Transcribe the email thread about running Apache Ignite with JDK 11 and SSL word for word, keeping every line and its punctuation unchanged.

> _Selected text_
++++
On Fri, Oct 19, 2018 at 7:48 AM Ilya Kasnacheev <[hidden email]> wrote:
Hello!

Apache Ignite does not claim support JDK 11 at this moment. However, I was able to run SSL test (TcpDiscoverySslTrustedUntrustedTest) and it turned out mostly fine.

More info is needed from your side, such as full instances logs.

Regards,
--
Ilya Kasnacheev


пт, 19 окт. 2018 г. в 0:56, Loredana Radulescu Ivanoff <[hidden email]>:
Hello,

I can consistently reproduce this issue with Ignite 2.6.0, JDK 11 and SSL enabled:

  • the second node that I bring up joins, and then shortly after freezes and prints this message every minute:
"WARN ...[*Initialization*] processors.cache.GridCachePartitionExchangeManager: Still waiting for initial partition map exchange"
++++
> _Provided data_
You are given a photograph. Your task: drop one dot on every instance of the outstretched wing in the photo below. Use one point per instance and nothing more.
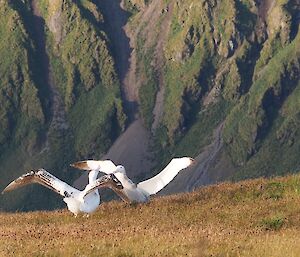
(158, 182)
(106, 166)
(109, 181)
(44, 178)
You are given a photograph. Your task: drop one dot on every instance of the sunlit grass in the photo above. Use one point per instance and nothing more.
(241, 219)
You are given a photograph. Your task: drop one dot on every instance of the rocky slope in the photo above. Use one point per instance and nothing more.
(214, 80)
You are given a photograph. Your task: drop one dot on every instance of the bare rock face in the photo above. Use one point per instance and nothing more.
(55, 20)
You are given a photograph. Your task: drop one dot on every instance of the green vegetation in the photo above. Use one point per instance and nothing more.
(59, 101)
(223, 220)
(236, 54)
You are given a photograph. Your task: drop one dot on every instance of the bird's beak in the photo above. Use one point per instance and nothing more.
(82, 165)
(117, 182)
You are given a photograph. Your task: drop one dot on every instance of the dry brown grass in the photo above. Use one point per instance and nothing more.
(252, 218)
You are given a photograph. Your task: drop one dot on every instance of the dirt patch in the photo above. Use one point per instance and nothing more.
(160, 61)
(200, 173)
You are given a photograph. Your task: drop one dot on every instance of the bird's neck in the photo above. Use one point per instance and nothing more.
(126, 182)
(93, 176)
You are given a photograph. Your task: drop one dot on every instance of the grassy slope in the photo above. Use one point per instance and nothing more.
(84, 76)
(222, 51)
(252, 218)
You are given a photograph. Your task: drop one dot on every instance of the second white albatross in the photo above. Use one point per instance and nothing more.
(77, 201)
(132, 192)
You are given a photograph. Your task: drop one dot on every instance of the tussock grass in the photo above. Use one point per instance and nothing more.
(241, 219)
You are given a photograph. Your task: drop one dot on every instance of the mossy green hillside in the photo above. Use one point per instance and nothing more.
(60, 104)
(237, 54)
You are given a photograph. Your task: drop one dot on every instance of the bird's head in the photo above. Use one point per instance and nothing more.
(120, 169)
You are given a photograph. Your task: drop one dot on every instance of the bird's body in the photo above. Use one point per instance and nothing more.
(77, 201)
(132, 192)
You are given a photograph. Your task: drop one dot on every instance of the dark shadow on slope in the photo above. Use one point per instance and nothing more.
(272, 102)
(115, 18)
(35, 57)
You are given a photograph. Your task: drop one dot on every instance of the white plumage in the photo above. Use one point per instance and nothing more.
(132, 192)
(77, 201)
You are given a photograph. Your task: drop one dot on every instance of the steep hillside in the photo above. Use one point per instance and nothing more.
(214, 80)
(252, 218)
(60, 93)
(205, 63)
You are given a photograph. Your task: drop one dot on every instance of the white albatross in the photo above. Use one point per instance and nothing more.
(77, 201)
(132, 192)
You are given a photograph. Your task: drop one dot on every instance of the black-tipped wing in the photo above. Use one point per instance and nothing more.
(105, 166)
(109, 181)
(44, 178)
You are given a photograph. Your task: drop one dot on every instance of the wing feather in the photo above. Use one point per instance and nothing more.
(43, 178)
(158, 182)
(105, 166)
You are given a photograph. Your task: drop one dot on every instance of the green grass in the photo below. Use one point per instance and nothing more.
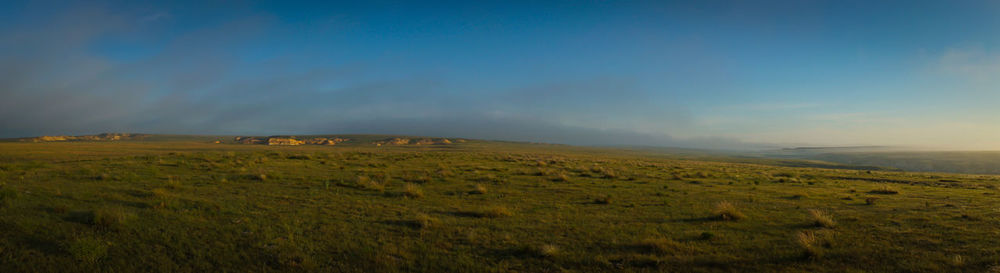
(185, 205)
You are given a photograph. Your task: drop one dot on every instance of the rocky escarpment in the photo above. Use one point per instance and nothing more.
(98, 137)
(407, 141)
(288, 140)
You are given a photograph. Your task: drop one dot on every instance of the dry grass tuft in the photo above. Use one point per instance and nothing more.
(603, 200)
(411, 190)
(478, 189)
(423, 221)
(494, 212)
(822, 219)
(885, 189)
(364, 182)
(727, 211)
(110, 217)
(662, 246)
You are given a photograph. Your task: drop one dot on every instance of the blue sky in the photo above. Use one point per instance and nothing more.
(707, 74)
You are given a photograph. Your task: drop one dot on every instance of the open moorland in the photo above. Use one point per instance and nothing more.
(187, 204)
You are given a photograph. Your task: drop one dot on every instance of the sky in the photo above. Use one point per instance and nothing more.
(696, 74)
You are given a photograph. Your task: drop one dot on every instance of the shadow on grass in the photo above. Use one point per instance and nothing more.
(21, 238)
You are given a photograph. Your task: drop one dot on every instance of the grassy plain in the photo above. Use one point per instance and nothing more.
(187, 205)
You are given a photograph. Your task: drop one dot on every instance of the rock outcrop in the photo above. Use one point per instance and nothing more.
(99, 137)
(288, 140)
(406, 141)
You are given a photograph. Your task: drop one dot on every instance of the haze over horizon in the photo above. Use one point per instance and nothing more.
(698, 74)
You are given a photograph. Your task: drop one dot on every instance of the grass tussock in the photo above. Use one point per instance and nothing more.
(663, 246)
(411, 190)
(813, 243)
(493, 212)
(113, 217)
(603, 200)
(542, 251)
(423, 221)
(727, 211)
(885, 189)
(87, 250)
(479, 189)
(366, 183)
(560, 177)
(821, 219)
(7, 196)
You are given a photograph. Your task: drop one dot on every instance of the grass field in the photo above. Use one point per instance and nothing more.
(186, 205)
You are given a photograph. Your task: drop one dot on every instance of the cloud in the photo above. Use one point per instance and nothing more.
(979, 66)
(198, 82)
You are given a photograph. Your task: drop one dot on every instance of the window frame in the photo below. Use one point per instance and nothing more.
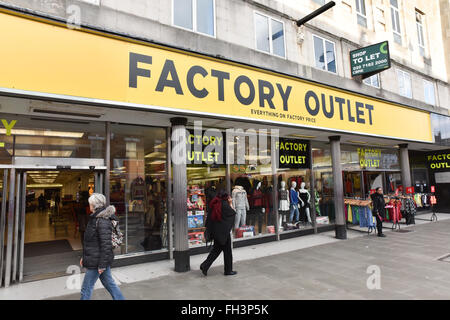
++++
> _Task solution_
On Fri, Oct 19, 2018 at 7:48 AM Ilya Kasnacheev <[hidden email]> wrote:
Hello!

Apache Ignite does not claim support JDK 11 at this moment. However, I was able to run SSL test (TcpDiscoverySslTrustedUntrustedTest) and it turned out mostly fine.

More info is needed from your side, such as full instances logs.

Regards,
--
Ilya Kasnacheev


пт, 19 окт. 2018 г. в 0:56, Loredana Radulescu Ivanoff <[hidden email]>:
Hello,

I can consistently reproduce this issue with Ignite 2.6.0, JDK 11 and SSL enabled:

  • the second node that I bring up joins, and then shortly after freezes and prints this message every minute:
"WARN ...[*Initialization*] processors.cache.GridCachePartitionExchangeManager: Still waiting for initial partition map exchange"